# RAG-on-GKE Application

This is a Python notebook for generating the vector embeddings used by the RAG on GKE application. For full information, please checkout the GitHub documentation [here](https://github.com/GoogleCloudPlatform/ai-on-gke/blob/main/applications/rag/README.md).


In [None]:
# Replace these with your settings
# Navigate to https://www.kaggle.com/settings/account and generate an API token to be used to setup the env variable. See https://www.kaggle.com/docs/api#authentication how to create one.
KAGGLE_USERNAME = "<username>"
KAGGLE_KEY = "<token>"

In [None]:
!pip install ray[default]==2.9.3 kaggle==1.6.6 langchain-google-cloud-sql-pg

In [None]:
import os
os.environ['KAGGLE_USERNAME'] = KAGGLE_USERNAME
os.environ['KAGGLE_KEY'] = KAGGLE_KEY

# Download the zip file to local storage and then extract the desired contents directly to the GKE GCS CSI mounted bucket. The bucket is mounted at the "/persist-data" path in the jupyter pod.
!kaggle datasets download -d shivamb/netflix-shows -p ~/data --force
!mkdir /data/netflix-shows -p
!unzip -o ~/data/netflix-shows.zip -d /data/netflix-shows

In [None]:
# Create a directory to package the contents that need to be downloaded in ray worker
! mkdir -p rag-app

In [None]:
%%writefile rag-app/job.py
# Comment out the above line if you want to see notebook print out, but the line is required for the actual ray job (the job.py is downloaded by the ray workers)

**WRITTEN INSTRUCTION 1**
Count the lines of the rows that contain the string "white", with case counting, and reply with the number alone.
The notebook has no connection to the rows.

**RECORD EXCERPTS**

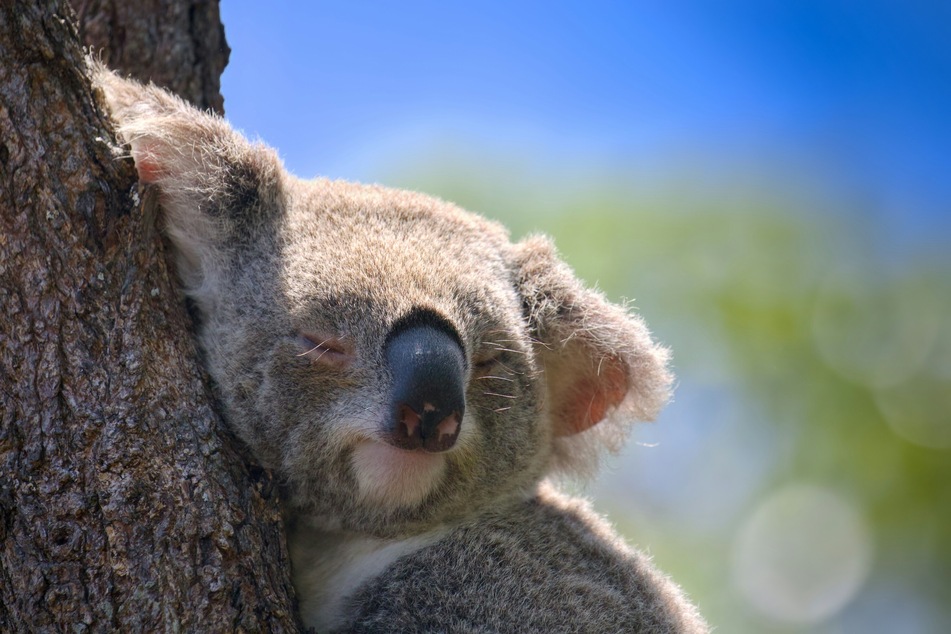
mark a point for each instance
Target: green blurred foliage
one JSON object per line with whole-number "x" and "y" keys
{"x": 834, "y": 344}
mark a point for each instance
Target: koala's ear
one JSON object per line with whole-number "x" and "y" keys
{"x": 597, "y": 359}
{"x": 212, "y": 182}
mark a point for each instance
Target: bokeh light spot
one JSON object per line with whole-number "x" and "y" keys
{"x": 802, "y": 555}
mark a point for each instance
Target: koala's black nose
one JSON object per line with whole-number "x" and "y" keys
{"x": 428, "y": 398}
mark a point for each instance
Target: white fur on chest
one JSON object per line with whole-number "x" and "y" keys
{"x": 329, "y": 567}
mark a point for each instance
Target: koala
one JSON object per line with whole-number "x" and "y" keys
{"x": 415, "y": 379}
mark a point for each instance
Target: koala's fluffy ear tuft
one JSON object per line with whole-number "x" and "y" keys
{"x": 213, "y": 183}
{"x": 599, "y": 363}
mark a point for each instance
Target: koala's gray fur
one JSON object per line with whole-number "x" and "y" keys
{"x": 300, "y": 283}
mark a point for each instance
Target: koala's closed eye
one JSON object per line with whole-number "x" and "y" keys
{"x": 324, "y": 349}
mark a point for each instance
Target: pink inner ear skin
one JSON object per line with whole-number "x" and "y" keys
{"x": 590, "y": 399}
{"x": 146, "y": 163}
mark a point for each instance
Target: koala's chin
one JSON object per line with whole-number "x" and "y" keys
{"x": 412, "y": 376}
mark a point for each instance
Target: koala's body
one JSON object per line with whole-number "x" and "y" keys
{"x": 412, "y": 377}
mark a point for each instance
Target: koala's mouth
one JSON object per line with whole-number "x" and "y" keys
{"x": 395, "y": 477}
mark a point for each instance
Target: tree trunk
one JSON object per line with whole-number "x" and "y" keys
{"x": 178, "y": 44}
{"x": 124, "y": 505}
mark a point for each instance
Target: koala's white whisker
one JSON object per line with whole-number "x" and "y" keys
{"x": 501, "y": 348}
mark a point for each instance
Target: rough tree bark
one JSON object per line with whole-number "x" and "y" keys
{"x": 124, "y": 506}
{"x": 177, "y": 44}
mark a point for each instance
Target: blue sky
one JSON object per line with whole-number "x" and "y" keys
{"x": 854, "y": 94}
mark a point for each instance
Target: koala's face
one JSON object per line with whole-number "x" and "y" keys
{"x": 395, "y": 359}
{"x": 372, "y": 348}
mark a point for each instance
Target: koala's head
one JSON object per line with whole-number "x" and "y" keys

**WRITTEN INSTRUCTION 2**
Answer these questions about the notebook, one answer per line:
(a) Which version of ray does the notebook install?
(b) At what path is the bucket mounted in the jupyter pod?
(c) Which Kaggle dataset does the notebook download?

**WRITTEN SOLUTION 1**
2

**WRITTEN SOLUTION 2**
(a) 2.9.3
(b) /persist-data
(c) shivamb/netflix-shows